» Исходный текст
________________
Традиционализм, либерализм и неонацизм в пространстве актуальной политики - Страница 2
Сравнение методов информационной войны коммунизма и неолиберализма также не в пользу последнего. Информационная диктатура опаснее прежнего идеологического диктата, инфократия опаснее идеократии. Она полностью снимает с себя ответственность за последствия своих действий и расхождение с реальностью. В отличие от коммунизма доктрина неолиберализма может себе позволить быть внутренне противоречивой. Например, апелляция к «общечеловеческим ценностям» как единой парадигме логически противоречит тезису о «плюрализме». Но кого интересует логика, если речь идёт о единственно верном учении, овладеть которым можно в крайне сжатые сроки, инсталлируя нужный набор дефиниций в одном пакете с «актуальной информацией» по повестке дня.
________________
» Задания
(a) Выпишите все выражения, заключенные в кавычки-ёлочки в тексте о неолиберализме.
(b) Процитируйте из текста о неолиберализме весь фрагмент от слов «Традиционализм, либерализм и» до слов «по повестке дня.» включительно.

» Имеющиеся данные
________________
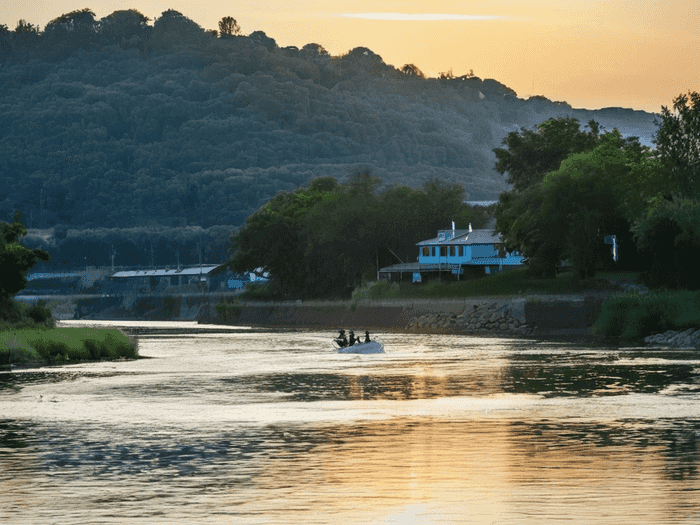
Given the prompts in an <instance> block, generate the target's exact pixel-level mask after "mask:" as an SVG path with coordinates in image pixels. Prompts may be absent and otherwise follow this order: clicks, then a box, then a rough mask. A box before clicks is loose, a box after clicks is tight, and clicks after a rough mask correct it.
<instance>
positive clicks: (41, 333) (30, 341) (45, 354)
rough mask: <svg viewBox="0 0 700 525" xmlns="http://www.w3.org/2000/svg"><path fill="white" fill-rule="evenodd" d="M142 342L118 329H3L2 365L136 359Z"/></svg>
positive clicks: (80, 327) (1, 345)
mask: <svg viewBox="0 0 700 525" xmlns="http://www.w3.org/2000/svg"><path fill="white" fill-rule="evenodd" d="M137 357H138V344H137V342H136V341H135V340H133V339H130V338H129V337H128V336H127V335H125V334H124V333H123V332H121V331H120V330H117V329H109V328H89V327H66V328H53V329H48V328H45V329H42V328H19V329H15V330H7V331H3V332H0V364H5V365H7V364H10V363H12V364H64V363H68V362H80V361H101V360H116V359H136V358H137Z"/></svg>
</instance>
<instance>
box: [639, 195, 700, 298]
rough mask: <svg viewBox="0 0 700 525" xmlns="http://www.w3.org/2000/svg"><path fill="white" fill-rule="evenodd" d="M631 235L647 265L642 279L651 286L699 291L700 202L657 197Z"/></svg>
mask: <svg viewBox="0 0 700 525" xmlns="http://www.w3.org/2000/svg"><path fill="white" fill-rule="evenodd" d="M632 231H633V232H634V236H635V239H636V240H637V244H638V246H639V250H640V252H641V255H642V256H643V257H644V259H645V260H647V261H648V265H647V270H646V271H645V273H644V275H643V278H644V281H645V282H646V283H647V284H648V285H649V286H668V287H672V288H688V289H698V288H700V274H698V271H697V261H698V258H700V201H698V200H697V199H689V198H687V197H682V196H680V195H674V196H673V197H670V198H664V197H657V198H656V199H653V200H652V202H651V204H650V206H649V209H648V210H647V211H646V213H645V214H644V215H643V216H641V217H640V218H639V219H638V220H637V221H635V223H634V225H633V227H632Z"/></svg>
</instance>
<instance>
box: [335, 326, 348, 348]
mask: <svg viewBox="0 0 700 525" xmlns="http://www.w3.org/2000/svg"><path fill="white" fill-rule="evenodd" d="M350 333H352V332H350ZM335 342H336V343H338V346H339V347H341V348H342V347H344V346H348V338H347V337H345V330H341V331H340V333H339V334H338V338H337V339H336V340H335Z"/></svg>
________________
» Ответы
(a) «общечеловеческим ценностям», «плюрализме», «актуальной информацией»

(b)
Традиционализм, либерализм и неонацизм в пространстве актуальной политики - Страница 2
Сравнение методов информационной войны коммунизма и неолиберализма также не в пользу последнего. Информационная диктатура опаснее прежнего идеологического диктата, инфократия опаснее идеократии. Она полностью снимает с себя ответственность за последствия своих действий и расхождение с реальностью. В отличие от коммунизма доктрина неолиберализма может себе позволить быть внутренне противоречивой. Например, апелляция к «общечеловеческим ценностям» как единой парадигме логически противоречит тезису о «плюрализме». Но кого интересует логика, если речь идёт о единственно верном учении, овладеть которым можно в крайне сжатые сроки, инсталлируя нужный набор дефиниций в одном пакете с «актуальной информацией» по повестке дня.